§ **Directions**: Select every line below containing the word "stone".
Data records section start
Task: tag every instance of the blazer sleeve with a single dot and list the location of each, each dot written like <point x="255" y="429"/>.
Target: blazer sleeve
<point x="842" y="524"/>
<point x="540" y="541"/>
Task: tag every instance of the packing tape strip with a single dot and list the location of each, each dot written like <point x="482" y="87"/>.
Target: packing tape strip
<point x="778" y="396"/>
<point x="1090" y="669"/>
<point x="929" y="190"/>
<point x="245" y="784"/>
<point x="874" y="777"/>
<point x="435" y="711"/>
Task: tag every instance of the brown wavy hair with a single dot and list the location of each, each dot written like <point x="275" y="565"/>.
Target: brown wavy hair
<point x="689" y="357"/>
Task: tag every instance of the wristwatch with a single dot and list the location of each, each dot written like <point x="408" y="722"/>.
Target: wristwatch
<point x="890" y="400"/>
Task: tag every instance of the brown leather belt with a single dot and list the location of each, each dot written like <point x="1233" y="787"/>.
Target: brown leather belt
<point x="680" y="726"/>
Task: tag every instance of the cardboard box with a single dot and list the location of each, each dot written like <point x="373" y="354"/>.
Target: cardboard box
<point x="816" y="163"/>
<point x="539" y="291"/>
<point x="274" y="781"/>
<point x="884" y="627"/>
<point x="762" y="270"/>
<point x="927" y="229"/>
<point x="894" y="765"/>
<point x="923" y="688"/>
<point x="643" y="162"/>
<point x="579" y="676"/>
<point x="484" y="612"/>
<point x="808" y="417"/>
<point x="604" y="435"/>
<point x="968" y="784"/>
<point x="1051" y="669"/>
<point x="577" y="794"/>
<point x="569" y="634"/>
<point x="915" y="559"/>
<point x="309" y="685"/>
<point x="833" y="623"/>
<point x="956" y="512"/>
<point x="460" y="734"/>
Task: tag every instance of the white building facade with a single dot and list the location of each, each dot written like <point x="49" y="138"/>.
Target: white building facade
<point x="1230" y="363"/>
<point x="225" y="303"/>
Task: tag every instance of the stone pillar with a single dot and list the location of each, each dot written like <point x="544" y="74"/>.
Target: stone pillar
Data records section end
§ **Result**:
Task: tag every instance of the stone pillar with a single dot and list the location of each, each dot written like <point x="544" y="74"/>.
Target: stone pillar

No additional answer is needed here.